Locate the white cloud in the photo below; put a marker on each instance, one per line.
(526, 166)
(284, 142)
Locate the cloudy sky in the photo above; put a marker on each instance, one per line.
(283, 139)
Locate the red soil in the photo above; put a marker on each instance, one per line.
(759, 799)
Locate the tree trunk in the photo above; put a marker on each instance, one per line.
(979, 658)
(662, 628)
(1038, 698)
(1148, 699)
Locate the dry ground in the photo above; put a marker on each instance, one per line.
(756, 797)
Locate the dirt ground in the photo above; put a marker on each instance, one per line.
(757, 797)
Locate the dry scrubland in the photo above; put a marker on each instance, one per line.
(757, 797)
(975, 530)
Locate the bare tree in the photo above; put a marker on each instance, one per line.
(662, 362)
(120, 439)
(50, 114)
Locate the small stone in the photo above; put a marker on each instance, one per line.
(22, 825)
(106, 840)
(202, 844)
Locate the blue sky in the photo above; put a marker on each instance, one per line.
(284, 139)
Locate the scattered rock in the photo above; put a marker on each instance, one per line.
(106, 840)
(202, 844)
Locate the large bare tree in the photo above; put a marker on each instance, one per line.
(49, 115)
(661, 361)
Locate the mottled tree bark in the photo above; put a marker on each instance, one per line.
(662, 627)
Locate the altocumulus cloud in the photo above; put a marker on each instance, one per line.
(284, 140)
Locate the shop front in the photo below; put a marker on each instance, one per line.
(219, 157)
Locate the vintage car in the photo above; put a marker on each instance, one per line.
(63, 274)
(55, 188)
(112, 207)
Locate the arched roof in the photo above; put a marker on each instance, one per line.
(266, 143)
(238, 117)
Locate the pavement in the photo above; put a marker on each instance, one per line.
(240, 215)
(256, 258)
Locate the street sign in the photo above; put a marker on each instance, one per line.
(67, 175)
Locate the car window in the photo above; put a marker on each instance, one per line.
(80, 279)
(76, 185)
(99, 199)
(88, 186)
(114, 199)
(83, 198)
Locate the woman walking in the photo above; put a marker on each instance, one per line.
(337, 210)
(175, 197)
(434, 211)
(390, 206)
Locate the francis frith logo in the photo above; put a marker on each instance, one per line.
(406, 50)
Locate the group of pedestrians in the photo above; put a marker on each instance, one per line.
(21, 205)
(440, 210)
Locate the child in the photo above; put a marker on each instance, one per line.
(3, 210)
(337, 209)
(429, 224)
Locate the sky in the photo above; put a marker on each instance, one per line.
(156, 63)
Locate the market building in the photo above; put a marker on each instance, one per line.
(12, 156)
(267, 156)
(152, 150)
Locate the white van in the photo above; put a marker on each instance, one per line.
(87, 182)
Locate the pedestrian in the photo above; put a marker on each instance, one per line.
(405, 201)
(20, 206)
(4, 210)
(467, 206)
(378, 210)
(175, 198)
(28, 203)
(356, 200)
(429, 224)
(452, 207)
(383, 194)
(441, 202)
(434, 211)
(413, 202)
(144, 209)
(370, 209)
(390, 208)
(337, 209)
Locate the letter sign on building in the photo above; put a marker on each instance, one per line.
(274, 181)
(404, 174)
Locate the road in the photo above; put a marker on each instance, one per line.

**Instructions for the task:** Each line above is to be repeated exactly.

**Answer space:**
Locate the white cloud in the photo below; put a marker on each instance, one per line.
(526, 166)
(284, 142)
Locate the cloudy sky in the photo above; put a marker on each instance, one per line.
(283, 139)
Locate the red soil in the photo above; put a marker on each instance, one per line.
(759, 799)
Locate the tree trunk in the photo above; put a marker on each instance, one per line.
(979, 658)
(662, 628)
(1038, 698)
(1148, 699)
Locate the dry ground in the photo above; put a marker on each instance, one per line.
(756, 797)
Locate the dirt ground in the photo above; put a marker on each instance, one per line.
(757, 797)
Locate the dry scrubland in the photo above; put a marker on each instance, one per line.
(757, 797)
(975, 530)
Locate the bare tree in the photo above; put a marker on each instance, one per line.
(662, 362)
(120, 439)
(50, 114)
Locate the small stone in the photo above; put a marker on each instance, one per line.
(22, 825)
(106, 840)
(202, 844)
Locate the blue sky in the photo above; put a marker on each instance, one per line.
(284, 139)
Locate the scattered rock in the photo above; put a marker on each instance, one per line.
(106, 840)
(202, 844)
Locate the large bare tree in the photo above; put a marker on each instance, one per line.
(49, 115)
(661, 361)
Locate the mottled tree bark in the photo above; put a marker on each instance, one per line.
(662, 627)
Locate the altocumulus cloud in the photo above; put a marker on each instance, one per line.
(284, 140)
Locate the shop front in the photo below; put a marker on each instance, one per line.
(219, 157)
Locate the vintage car in the photo above; put a marker on each instance, one per line.
(63, 274)
(55, 188)
(112, 207)
Locate the arched roof in the photo above; put a marker on each instance, one per line.
(266, 143)
(238, 117)
Locate the pavement in the photo above; put a marker on each instance, one per line.
(240, 215)
(256, 258)
Locate the street sign in the photo above; put a marker on each instance, one per line.
(67, 175)
Locate the car window in the photo above; put a marker on each instance, one per line.
(80, 279)
(76, 185)
(99, 199)
(88, 186)
(114, 199)
(83, 198)
Locate the woman walking in the photo above; put a marker on each instance, one per line.
(337, 210)
(175, 197)
(434, 211)
(390, 206)
Locate the francis frith logo in the photo above; put a marker on each instance, one per line.
(406, 50)
Locate the group of pedestrians in the photo above; put a marker on each instance, one per line.
(21, 205)
(440, 210)
Locate the child in the photo above; put a marker on each instance, one per line.
(3, 210)
(337, 209)
(429, 224)
Locate the sky in the photo above; put a marker on each instance, one per line.
(156, 63)
Locate the market building in the photo above; put a marker on each instance, one per line.
(12, 156)
(267, 156)
(152, 150)
Locate the white van in the photo above; put a marker on each instance, one per line.
(87, 182)
Locate the pedestrian in the photo above; put a marker on each instance, one per line.
(405, 201)
(20, 206)
(4, 210)
(467, 206)
(378, 210)
(175, 198)
(28, 203)
(356, 200)
(429, 224)
(452, 207)
(383, 194)
(441, 202)
(434, 211)
(413, 202)
(144, 209)
(370, 209)
(390, 208)
(337, 209)
Locate the letter sign on building in the photo above; put a marker on each instance, one per line.
(274, 181)
(404, 174)
Locate the road in the photo above; put a marker on each instance, one per line.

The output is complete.